WHAT THIS TASK INVOLVES
Reproduce each of the following lines exactly, omitting the pictures from your answer.

═════ DATA LISTING

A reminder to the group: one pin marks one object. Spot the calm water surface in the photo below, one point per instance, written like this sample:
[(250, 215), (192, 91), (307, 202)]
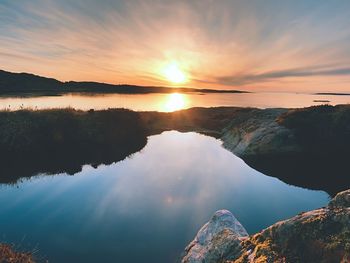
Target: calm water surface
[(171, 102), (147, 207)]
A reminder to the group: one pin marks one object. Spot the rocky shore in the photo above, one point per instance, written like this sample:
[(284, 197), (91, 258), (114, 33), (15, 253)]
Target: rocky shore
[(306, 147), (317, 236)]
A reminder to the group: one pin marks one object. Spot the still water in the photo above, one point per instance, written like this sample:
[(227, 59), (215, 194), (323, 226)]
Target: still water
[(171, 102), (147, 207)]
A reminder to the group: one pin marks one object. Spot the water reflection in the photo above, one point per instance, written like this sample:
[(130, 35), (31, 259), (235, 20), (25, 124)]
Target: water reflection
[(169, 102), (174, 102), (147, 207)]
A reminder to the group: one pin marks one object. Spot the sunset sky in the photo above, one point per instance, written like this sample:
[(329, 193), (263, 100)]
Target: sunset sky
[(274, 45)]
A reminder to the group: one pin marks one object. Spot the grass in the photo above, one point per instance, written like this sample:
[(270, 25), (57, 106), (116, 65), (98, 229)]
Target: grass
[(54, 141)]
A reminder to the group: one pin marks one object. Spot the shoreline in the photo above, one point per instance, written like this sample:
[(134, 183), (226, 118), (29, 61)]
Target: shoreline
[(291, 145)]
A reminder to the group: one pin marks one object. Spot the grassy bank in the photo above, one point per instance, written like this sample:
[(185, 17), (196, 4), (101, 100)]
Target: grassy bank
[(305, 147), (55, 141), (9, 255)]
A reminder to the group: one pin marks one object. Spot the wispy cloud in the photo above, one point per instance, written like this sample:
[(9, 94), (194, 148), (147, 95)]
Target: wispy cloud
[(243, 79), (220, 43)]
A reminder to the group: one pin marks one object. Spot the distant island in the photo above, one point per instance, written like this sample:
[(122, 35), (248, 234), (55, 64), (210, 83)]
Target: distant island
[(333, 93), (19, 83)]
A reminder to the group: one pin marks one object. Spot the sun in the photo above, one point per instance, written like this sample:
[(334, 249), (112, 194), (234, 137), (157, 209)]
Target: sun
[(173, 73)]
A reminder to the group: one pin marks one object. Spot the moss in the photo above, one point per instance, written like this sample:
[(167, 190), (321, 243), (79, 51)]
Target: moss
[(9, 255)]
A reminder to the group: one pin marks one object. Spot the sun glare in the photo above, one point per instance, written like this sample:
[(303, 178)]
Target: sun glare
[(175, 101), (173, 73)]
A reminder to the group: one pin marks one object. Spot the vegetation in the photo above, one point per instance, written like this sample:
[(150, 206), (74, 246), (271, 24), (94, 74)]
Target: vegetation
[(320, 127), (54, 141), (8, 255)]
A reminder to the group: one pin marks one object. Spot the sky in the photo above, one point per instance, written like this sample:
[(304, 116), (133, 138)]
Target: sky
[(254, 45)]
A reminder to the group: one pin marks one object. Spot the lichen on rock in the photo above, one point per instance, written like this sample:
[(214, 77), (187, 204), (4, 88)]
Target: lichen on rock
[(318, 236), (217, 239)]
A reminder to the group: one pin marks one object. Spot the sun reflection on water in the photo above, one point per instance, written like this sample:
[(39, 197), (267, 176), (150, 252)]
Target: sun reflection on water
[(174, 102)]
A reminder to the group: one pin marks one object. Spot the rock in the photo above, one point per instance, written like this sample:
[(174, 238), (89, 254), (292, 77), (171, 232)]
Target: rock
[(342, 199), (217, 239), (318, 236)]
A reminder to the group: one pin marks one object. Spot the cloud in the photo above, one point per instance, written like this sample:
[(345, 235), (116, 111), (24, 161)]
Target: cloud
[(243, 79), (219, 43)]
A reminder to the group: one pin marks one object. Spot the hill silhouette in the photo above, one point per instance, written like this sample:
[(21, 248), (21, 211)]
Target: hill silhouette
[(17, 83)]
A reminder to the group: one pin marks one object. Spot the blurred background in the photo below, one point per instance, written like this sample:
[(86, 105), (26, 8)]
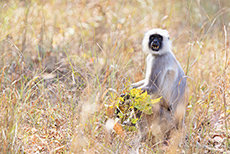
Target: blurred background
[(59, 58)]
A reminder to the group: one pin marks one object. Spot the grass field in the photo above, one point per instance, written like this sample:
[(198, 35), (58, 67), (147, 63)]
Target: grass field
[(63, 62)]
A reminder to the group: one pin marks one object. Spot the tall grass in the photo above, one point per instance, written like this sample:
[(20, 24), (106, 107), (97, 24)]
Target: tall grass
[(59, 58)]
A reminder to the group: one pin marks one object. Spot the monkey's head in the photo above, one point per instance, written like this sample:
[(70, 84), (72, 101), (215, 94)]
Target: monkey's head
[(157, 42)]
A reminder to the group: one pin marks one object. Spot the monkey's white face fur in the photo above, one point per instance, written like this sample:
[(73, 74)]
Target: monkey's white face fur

══════════

TASK RESPONSE
A reminder to the group: one pin marks one object. Spot the calm water surface in the photo below, one point per instance, written like this sample:
[(250, 215), (192, 91), (307, 202)]
Target: calm water surface
[(171, 102), (147, 207)]
A reminder to the group: one pin marks one object. Spot the rocky shore in the photo above, one point per instance, written like this sample:
[(284, 197), (91, 258), (114, 33), (15, 253)]
Target: rocky shore
[(306, 147), (317, 236)]
A reminder to the group: one pin marks one object. Spot the still water in the photo above, one point per instance, written like this sample:
[(227, 59), (215, 194), (323, 226)]
Target: still water
[(171, 102), (147, 207)]
A reminder to the group: one pin marks one object. Spot the water reflection in the photo above, one point per instance, written like this sample:
[(130, 35), (31, 259), (235, 20), (25, 124)]
Target: water reflection
[(169, 102), (174, 102), (147, 207)]
A reminder to the group: one pin marks one object. Spot the sunset sky in the photo above, one point per instance, written like this sample:
[(329, 193), (263, 100)]
Target: sunset sky
[(274, 45)]
A reminder to the group: one pin marks one object. Spot the grass in the photo above, one point per instance, written like this sample:
[(270, 25), (57, 106), (116, 65), (98, 229)]
Target: grass
[(54, 141)]
A reminder to the group: one pin marks one object. Spot the shoreline in the photo above, one point per instance, written like this sample:
[(134, 183), (226, 118), (29, 61)]
Target: shoreline
[(291, 145)]
A reminder to the group: one pin marks one object. Spot the grassy bank in the photo above, one point per instance, written like this sample:
[(185, 17), (196, 4), (101, 100)]
Target: grassy bank
[(305, 147), (55, 141), (9, 255)]
A reminder to the group: one pin marks one object. Spot the wispy cloud in the photo above, one point per instance, written like this sample:
[(9, 94), (194, 148), (147, 95)]
Target: wispy cloud
[(243, 79), (220, 43)]
A reminder to the group: one pin marks one object. Spot the distant island in the photo above, one point per instance, written like this sample:
[(122, 35), (248, 234), (55, 64), (210, 83)]
Target: distant island
[(333, 93), (19, 83)]
A reminder to the group: one pin marks one object. Spot the sun in the photo above, one point per instance, written like this sample:
[(334, 249), (112, 194), (234, 137), (157, 209)]
Target: sun
[(173, 73)]
A reminder to the group: one pin marks one object. Spot the moss in the photo above, one point per instance, written like this sample:
[(167, 190), (321, 243), (79, 51)]
Target: moss
[(9, 255)]
A reminder to the group: one pin marks one object. Spot the sun glare in the photo above, one point per instance, written like this sample:
[(303, 178)]
Target: sun glare
[(175, 101), (173, 73)]
A reminder to the group: one pin marks one object. Spot the vegetation in the photo above, one point per instance, written like this sample:
[(150, 206), (74, 246), (271, 24), (94, 74)]
Target: vegetation
[(320, 127), (54, 141), (8, 255)]
A reminder to the group: one pin marks one object. Spot the sky in the photo above, one point per instance, written like this sample:
[(304, 116), (133, 138)]
Target: sky
[(254, 45)]
A reminder to the group: one pin marks one object. Spot the lichen on rock in the photo above, one point per instance, written like this sample:
[(214, 77), (187, 204), (4, 88)]
Target: lichen on rock
[(318, 236), (217, 239)]
A reminder to the group: one pin marks one object. Spot the sun reflection on water in the photo above, one point per instance, written like this sample:
[(39, 197), (267, 176), (150, 252)]
Target: sun reflection on water
[(174, 102)]
A reminder to the group: one pin marks one object. Spot the rock in the photo above, one point per instance, written like this sample:
[(174, 238), (89, 254), (292, 77), (171, 232)]
Target: rock
[(342, 199), (217, 239), (318, 236)]
A reminder to the group: one pin marks one object. Spot the cloud in the photo above, one point per instance, written like this sample:
[(345, 235), (116, 111), (24, 161)]
Target: cloud
[(243, 79), (219, 43)]
A reminder to the group: one pin marks one object. Spot the hill silhouette in the photo above, one point per instance, written like this sample:
[(21, 248), (21, 211)]
Target: hill silhouette
[(17, 83)]
A reminder to the group: one pin marks one object. Spot the blurred background in the photo below, one point per instance, written like this sample:
[(86, 105), (26, 8)]
Target: blurred background
[(59, 58)]
A reminder to the group: one pin marks one object. Spot the grass field in the photo above, one point per instance, written like this sample:
[(198, 35), (58, 67), (147, 63)]
Target: grass field
[(63, 62)]
A reminder to the group: one pin marks one object. Spot the tall grass in the photo above, one point per instance, written like this sample:
[(20, 24), (106, 107), (97, 24)]
Target: tall grass
[(59, 58)]
A reminder to the group: one pin marks one object. Spot the monkey's head in the photo above, one point per instance, written like this sample:
[(70, 84), (72, 101), (215, 94)]
Target: monkey's head
[(157, 42)]
A reminder to the group: one pin marks one object. Spot the monkey's white face fur in the photo above, one point per instance, written like this sample:
[(73, 74)]
Target: monkey's white face fur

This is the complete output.